━━━ Extrait du texte

Le Japon est le pays des alter-mondes, des fantômes et des esprits, des chemins vers l’au-delà, des limbes et des landes dévolues aux morts, des réincarnations et des mérites, des enfers aux infinis bas-fonds. C’est au milieu de ce monde flottant et labyrinthique, culturellement complexe, que le culte de la figure bouddhique de Jizo trône. Intercesseur populaire et essentiel entre les mondes, Jizo symbolise bien la principale facette du bouddhisme japonais, finalement loin des uniques méditations adogmatiques fantasmées par les occidentaux : une voie pour purger les tabous gravitant autour de l’unique question, celle de la mort.
Nous sommes entre le 22 et le 24 juillet, lorsque le temps s’étiole dans la lointaine préfecture d’Aomori, à l’extrême nord de l’île principale d’Honshu. En silence et venus de tout l’archipel, des Japonais se rassemblent au Osore-zan, montagne volcanique désolée et rappée par les vents, boursouflée par des geysers rejetant des bouffées irrespirables de soufre. Littéralement « montagne de la peur », le Osore représente la frontière géographique d’une réalité métaphysique, il incarne l’entrée des Enfers autour de la Sanzu-no-kawa, le fleuve des trois chemins, bras d’eau que les morts se doivent de traverser, équivalent bouddhique du Styx. Comme chaque année, autour du temple Bodai-ji de l’école bouddhiste Tendai qui marque l’entrée de la sainte montagne, où d’immenses statues de l’atypique figure de Jizo président, des Japonais au cœur mouillé de tristesse se pressent pour consulter les Itako, chaman du Tohoku, vieilles femmes aveugles, seules à pouvoir communiquer avec leurs enfants morts.

━━━━━━

[Consignes]
a - Recopiez le passage de l'extrait sur le culte de Jizo qui commence par « Le Japon est » et se poursuit jusqu'à « de la mort. ».
b - Répondez brièvement à ces questions sur l'extrait consacré au culte de Jizo :
(i) Autour de quelle unique question gravitent les tabous que le bouddhisme japonais permet de purger ?
(ii) Dans quelle préfecture les Japonais se rassemblent-ils entre le 22 et le 24 juillet ?
(iii) À quelle école bouddhiste appartient le temple Bodai-ji ?

━━━ Données

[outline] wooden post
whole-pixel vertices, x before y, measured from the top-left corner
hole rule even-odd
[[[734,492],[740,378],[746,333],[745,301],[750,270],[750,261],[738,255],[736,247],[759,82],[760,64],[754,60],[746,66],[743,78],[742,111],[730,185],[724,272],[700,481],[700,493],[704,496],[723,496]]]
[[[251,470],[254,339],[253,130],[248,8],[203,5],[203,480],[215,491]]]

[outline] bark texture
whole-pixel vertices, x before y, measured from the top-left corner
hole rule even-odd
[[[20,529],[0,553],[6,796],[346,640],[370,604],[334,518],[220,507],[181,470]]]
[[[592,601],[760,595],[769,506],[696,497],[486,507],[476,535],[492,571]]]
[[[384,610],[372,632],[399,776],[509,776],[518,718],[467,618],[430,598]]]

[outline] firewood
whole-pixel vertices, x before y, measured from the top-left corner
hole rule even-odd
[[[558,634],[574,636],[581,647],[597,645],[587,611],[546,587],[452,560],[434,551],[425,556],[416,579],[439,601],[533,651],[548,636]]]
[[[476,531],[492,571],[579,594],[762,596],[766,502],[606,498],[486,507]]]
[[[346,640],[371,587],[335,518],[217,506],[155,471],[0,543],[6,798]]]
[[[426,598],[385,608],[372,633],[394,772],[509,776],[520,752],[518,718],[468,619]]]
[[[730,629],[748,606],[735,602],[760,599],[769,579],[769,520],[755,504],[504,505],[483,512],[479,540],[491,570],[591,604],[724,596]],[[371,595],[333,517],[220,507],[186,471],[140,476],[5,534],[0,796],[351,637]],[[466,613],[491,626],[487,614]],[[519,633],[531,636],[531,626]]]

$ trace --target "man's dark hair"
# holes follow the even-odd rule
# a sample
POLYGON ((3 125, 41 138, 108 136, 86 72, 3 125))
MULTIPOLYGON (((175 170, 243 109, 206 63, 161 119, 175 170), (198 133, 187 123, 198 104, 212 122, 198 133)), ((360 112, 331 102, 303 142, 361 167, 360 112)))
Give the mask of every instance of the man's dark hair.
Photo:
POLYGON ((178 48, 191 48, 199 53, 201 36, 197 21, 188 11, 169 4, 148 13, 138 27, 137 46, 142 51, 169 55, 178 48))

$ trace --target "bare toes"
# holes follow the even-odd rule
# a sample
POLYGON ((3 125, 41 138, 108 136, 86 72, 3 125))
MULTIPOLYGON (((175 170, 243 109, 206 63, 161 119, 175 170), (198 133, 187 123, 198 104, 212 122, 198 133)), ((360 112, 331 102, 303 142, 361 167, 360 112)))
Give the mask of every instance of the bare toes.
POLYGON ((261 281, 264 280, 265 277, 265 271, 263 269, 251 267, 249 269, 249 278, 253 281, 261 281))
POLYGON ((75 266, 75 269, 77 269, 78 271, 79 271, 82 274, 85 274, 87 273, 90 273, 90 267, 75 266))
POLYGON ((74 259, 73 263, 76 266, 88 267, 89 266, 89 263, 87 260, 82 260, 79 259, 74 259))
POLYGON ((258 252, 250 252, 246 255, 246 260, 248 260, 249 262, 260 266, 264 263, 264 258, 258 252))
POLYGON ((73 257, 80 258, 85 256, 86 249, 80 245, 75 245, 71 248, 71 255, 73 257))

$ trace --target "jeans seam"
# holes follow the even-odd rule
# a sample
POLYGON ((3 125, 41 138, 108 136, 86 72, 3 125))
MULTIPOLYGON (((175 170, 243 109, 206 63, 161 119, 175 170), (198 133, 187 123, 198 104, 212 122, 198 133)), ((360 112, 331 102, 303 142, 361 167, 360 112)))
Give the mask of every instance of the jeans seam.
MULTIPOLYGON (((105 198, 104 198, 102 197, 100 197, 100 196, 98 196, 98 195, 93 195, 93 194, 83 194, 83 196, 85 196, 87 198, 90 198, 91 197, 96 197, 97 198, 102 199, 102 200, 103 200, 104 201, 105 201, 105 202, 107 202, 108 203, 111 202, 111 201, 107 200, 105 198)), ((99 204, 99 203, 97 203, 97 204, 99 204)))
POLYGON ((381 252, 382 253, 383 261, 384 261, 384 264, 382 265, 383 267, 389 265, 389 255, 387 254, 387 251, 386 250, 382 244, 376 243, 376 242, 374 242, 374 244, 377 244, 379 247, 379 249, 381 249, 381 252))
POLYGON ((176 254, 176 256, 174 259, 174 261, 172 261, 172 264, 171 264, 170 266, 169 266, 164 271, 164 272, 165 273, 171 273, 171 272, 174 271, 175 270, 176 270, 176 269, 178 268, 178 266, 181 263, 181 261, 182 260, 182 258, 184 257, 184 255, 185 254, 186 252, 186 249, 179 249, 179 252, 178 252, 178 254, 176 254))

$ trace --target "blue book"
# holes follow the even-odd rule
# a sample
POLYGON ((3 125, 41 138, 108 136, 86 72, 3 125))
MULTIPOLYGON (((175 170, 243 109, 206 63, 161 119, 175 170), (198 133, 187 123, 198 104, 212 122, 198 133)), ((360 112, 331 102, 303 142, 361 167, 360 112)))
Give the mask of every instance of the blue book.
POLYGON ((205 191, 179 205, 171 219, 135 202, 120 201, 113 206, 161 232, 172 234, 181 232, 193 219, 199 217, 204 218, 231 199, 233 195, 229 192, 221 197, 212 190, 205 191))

━━━━━━

[Corrigé]
a -
Le Japon est le pays des alter-mondes, des fantômes et des esprits, des chemins vers l’au-delà, des limbes et des landes dévolues aux morts, des réincarnations et des mérites, des enfers aux infinis bas-fonds. C’est au milieu de ce monde flottant et labyrinthique, culturellement complexe, que le culte de la figure bouddhique de Jizo trône. Intercesseur populaire et essentiel entre les mondes, Jizo symbolise bien la principale facette du bouddhisme japonais, finalement loin des uniques méditations adogmatiques fantasmées par les occidentaux : une voie pour purger les tabous gravitant autour de l’unique question, celle de la mort.

b -
(i) La question de la mort.
(ii) Dans la préfecture d'Aomori.
(iii) À l'école Tendai.